— What to work on —
Repeat every record below exactly as it appears.

— Records for the task —
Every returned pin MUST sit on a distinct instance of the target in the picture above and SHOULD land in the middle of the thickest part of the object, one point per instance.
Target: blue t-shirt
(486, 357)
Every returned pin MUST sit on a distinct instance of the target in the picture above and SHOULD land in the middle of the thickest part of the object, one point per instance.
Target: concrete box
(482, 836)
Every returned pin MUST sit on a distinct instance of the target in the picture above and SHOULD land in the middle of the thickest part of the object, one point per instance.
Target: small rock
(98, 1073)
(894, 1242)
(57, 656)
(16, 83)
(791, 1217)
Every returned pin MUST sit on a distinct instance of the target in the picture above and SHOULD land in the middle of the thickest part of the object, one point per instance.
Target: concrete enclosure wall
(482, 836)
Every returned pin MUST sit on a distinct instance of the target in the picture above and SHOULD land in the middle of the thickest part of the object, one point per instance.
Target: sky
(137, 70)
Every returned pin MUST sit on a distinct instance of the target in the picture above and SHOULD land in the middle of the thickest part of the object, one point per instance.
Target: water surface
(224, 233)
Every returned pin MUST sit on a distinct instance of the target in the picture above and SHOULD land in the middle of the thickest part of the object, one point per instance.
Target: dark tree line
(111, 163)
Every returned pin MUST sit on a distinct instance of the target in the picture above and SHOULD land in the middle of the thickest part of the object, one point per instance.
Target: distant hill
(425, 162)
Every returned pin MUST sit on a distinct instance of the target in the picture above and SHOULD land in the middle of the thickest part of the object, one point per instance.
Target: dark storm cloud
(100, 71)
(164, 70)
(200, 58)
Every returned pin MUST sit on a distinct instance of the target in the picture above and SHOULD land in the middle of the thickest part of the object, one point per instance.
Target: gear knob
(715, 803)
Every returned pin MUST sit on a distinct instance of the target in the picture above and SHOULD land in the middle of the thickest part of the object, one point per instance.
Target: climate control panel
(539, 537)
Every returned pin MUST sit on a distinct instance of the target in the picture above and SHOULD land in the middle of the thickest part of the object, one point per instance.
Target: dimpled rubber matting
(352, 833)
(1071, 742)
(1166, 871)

— Completed exercise —
Every returned pin MUST sit on a distinct instance of the target in the picture above and SHOULD land in the middle of the thickest part of the object, one point per instance.
Target: blue t-shirt
(486, 357)
Every returned pin MUST sit on a distinct instance of the target in the picture above and SHOULD land in the middle of the thickest part of the object, one point per instance.
Target: concrete box
(482, 836)
Every returned pin MUST sit on a distinct instance of the target in the picture above and SHOULD land in the middle of the thickest part of the object, one point per instance.
Target: small rock
(98, 1073)
(894, 1242)
(57, 656)
(16, 83)
(791, 1217)
Every returned pin MUST sit on a distinct instance of the target in the picture above and SHOULD land in the middle of the thickest part of the object, one point per instance.
Target: concrete enclosure wall
(482, 836)
Every returned pin MUST sit on a distinct instance of the target in the picture above and SHOULD land in the middle of the thickest part of the object, one point per instance.
Target: sky
(137, 70)
Every returned pin MUST sit on a distinct instance of the target in the picture above and SHOULD land in the middle of the thickest part of the object, one point per instance.
Target: water surface
(224, 233)
Every returned pin MUST sit on a distinct instance of the target in the picture above and SHOULD land in the middle of the thickest part of the object, one point per instance.
Target: dark tree line
(111, 163)
Every returned pin MUST sit on a distinct instance of the target in the picture above and SHOULD land in the middle of the thickest part of the object, one point per instance.
Target: distant hill
(425, 162)
Every returned pin MUST sit on a distinct instance of the target in the picture above and SHOULD land in the middle of the thickest part of the object, one point per instance.
Target: dark storm cloud
(100, 71)
(164, 70)
(200, 58)
Every returned pin MUST sit on a distinct instance of the target in the picture above and SHOULD land in the middle of the thickest part of the object, one point per instance.
Target: gear knob
(715, 803)
Every returned pin MUST sit on a distinct instance of the target in the picture above and SHOULD land in the middle of the thickest part of the object, one point per instance.
Target: climate control panel
(539, 537)
Every returned pin MUST sit on a distinct instance of the target in the picture above and SHOULD land in the middle of the thickest part of the object, one point per instance.
Target: dimpled rubber matting
(352, 833)
(1071, 742)
(1166, 871)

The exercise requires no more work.